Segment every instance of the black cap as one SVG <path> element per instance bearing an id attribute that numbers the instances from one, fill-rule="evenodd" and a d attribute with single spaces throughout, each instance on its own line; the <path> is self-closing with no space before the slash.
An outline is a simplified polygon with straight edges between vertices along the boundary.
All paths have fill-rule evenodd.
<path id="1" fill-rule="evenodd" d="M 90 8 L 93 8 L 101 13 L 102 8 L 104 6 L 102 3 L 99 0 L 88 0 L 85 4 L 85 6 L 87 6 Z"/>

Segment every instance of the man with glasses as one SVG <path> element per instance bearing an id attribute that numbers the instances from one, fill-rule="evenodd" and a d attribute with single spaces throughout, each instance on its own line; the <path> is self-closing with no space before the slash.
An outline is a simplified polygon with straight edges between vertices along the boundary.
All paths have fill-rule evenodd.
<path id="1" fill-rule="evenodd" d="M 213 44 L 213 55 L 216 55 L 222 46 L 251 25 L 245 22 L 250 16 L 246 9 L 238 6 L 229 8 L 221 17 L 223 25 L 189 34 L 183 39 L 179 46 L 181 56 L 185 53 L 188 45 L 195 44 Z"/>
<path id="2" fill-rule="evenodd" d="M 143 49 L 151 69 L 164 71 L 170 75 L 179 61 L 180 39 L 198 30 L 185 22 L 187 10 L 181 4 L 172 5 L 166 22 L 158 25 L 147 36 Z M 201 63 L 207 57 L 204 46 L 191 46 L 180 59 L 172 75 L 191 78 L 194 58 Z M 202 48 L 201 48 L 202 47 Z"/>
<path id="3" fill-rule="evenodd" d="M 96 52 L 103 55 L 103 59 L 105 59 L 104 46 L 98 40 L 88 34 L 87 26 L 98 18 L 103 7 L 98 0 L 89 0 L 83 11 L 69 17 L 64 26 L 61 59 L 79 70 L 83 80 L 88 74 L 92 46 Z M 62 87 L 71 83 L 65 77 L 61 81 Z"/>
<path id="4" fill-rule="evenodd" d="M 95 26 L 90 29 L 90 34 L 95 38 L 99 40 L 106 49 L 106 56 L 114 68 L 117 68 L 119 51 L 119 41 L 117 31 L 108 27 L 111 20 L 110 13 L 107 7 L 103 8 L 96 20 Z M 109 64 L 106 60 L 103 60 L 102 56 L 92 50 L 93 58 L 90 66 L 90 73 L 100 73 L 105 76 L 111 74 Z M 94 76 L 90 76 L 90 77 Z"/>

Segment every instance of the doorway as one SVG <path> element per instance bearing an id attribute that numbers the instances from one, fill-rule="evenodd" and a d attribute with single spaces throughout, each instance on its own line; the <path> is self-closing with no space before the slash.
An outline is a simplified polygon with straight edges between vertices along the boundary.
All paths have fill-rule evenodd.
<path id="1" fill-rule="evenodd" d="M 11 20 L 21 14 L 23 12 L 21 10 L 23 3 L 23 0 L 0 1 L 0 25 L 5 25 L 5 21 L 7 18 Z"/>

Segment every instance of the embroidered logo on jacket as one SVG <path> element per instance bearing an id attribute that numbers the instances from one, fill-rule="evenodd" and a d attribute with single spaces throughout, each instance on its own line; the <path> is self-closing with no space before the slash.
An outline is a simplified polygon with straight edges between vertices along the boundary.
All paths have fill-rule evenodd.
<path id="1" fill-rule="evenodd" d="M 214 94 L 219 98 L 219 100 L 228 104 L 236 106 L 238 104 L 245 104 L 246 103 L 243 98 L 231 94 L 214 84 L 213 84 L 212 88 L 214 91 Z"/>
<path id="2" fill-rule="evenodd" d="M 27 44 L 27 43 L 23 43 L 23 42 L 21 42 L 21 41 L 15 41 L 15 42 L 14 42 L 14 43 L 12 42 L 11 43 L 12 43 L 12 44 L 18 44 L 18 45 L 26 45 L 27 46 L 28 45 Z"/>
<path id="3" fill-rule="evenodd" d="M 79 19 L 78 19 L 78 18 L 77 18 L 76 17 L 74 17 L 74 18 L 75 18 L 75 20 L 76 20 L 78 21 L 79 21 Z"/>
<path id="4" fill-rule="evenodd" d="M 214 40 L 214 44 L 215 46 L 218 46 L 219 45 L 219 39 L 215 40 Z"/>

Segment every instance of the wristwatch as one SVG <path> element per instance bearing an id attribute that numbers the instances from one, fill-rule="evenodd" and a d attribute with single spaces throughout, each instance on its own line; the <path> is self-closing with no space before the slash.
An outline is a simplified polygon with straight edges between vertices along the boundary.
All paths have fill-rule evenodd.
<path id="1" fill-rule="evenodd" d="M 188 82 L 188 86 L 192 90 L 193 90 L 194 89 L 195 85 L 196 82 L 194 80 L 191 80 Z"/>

──────

Task: Arrange every line of the entries above as a Markdown table with two columns, Row and Text. Number the rows from 1 and leave out the blank lines.

Response below:
| Row | Text |
|---|---|
| 1 | Segment every instance of the black cap as one SVG <path> element per instance bearing an id attribute that numbers the instances from one, fill-rule="evenodd" and a d attribute with single spaces throughout, each instance on its own line; the <path> is self-closing with no space before the slash. |
| 2 | An outline is a simplified polygon with straight edges between vertices along the boundary. |
| 3 | All paths have fill-rule evenodd. |
| 4 | <path id="1" fill-rule="evenodd" d="M 90 8 L 93 8 L 101 13 L 102 8 L 104 6 L 102 3 L 99 0 L 88 0 L 85 4 L 85 6 L 87 6 Z"/> |
| 5 | Segment every instance of the man with glasses as one SVG <path> element per instance bearing an id attribute that numbers the instances from one, fill-rule="evenodd" and a d attribute with single spaces throughout, each instance on its own line; the <path> is self-closing with no space before the slash. |
| 6 | An outline is a simplified polygon with straight edges between vertices along the boundary. |
| 7 | All paths have fill-rule evenodd. |
| 8 | <path id="1" fill-rule="evenodd" d="M 213 44 L 213 55 L 216 55 L 222 46 L 251 25 L 245 22 L 250 16 L 246 9 L 238 6 L 229 8 L 221 17 L 223 25 L 189 34 L 183 39 L 179 46 L 181 56 L 185 53 L 188 45 L 195 44 Z"/> |
| 9 | <path id="2" fill-rule="evenodd" d="M 143 49 L 151 69 L 164 71 L 170 75 L 179 61 L 180 39 L 198 30 L 185 22 L 187 10 L 181 4 L 172 5 L 166 22 L 158 25 L 147 36 Z M 201 63 L 207 57 L 204 46 L 191 46 L 180 59 L 172 75 L 191 78 L 194 58 Z M 202 48 L 201 48 L 202 47 Z"/> |
| 10 | <path id="3" fill-rule="evenodd" d="M 96 52 L 103 55 L 103 59 L 105 59 L 104 46 L 98 40 L 88 34 L 87 26 L 98 18 L 103 7 L 98 0 L 89 0 L 83 11 L 69 17 L 64 26 L 61 59 L 79 70 L 83 80 L 88 74 L 92 46 Z M 62 87 L 71 83 L 65 77 L 61 81 Z"/> |
| 11 | <path id="4" fill-rule="evenodd" d="M 95 26 L 90 29 L 90 34 L 95 38 L 99 40 L 106 49 L 106 56 L 114 68 L 117 68 L 119 51 L 119 41 L 117 31 L 108 27 L 111 20 L 110 13 L 107 7 L 103 8 L 96 20 Z M 109 64 L 106 60 L 103 60 L 102 56 L 92 50 L 93 58 L 90 66 L 90 73 L 100 73 L 105 76 L 111 74 Z M 94 76 L 90 76 L 90 77 Z"/> |
| 12 | Segment every instance of the doorway as one SVG <path> element per instance bearing an id attribute that numbers the instances from one, fill-rule="evenodd" and a d attribute with single spaces throughout, each instance on its own line; the <path> is self-closing with no space before the slash. |
| 13 | An outline is a simplified polygon with straight edges between vertices along the boundary. |
| 14 | All paths have fill-rule evenodd. |
| 15 | <path id="1" fill-rule="evenodd" d="M 11 20 L 21 14 L 23 12 L 21 10 L 23 3 L 23 0 L 0 1 L 0 25 L 5 25 L 5 21 L 7 18 Z"/> |
| 16 | Segment every instance of the embroidered logo on jacket as one SVG <path> element per instance bearing an id attribute that numbers the instances from one, fill-rule="evenodd" and a d attribute with single spaces throughout, each instance on its own line; the <path> is self-closing with no space before the slash. |
| 17 | An outline is a simplified polygon with straight edges between vertices along the boundary. |
| 18 | All paths have fill-rule evenodd. |
| 19 | <path id="1" fill-rule="evenodd" d="M 214 94 L 219 98 L 219 100 L 228 104 L 236 106 L 238 104 L 245 104 L 246 103 L 243 98 L 231 94 L 214 84 L 213 84 L 212 88 L 214 91 Z"/> |
| 20 | <path id="2" fill-rule="evenodd" d="M 27 44 L 27 43 L 23 43 L 23 42 L 21 42 L 21 41 L 15 41 L 15 42 L 14 42 L 14 43 L 12 42 L 11 43 L 12 43 L 12 44 L 18 44 L 18 45 L 26 45 L 27 46 L 28 45 Z"/> |
| 21 | <path id="3" fill-rule="evenodd" d="M 79 19 L 78 19 L 78 18 L 77 18 L 76 17 L 74 17 L 74 18 L 75 18 L 75 20 L 76 20 L 78 21 L 79 21 Z"/> |
| 22 | <path id="4" fill-rule="evenodd" d="M 214 40 L 214 44 L 215 46 L 218 46 L 219 45 L 219 39 L 215 40 Z"/> |
| 23 | Segment every instance of the wristwatch as one SVG <path> element per instance bearing an id attribute that numbers the instances from one, fill-rule="evenodd" and a d attribute with single spaces throughout, each instance on its own line; the <path> is self-closing with no space before the slash. |
| 24 | An outline is a simplified polygon with straight edges between vertices along the boundary. |
| 25 | All paths have fill-rule evenodd. |
| 26 | <path id="1" fill-rule="evenodd" d="M 188 82 L 188 86 L 192 90 L 193 90 L 194 89 L 195 85 L 196 82 L 194 80 L 191 80 Z"/> |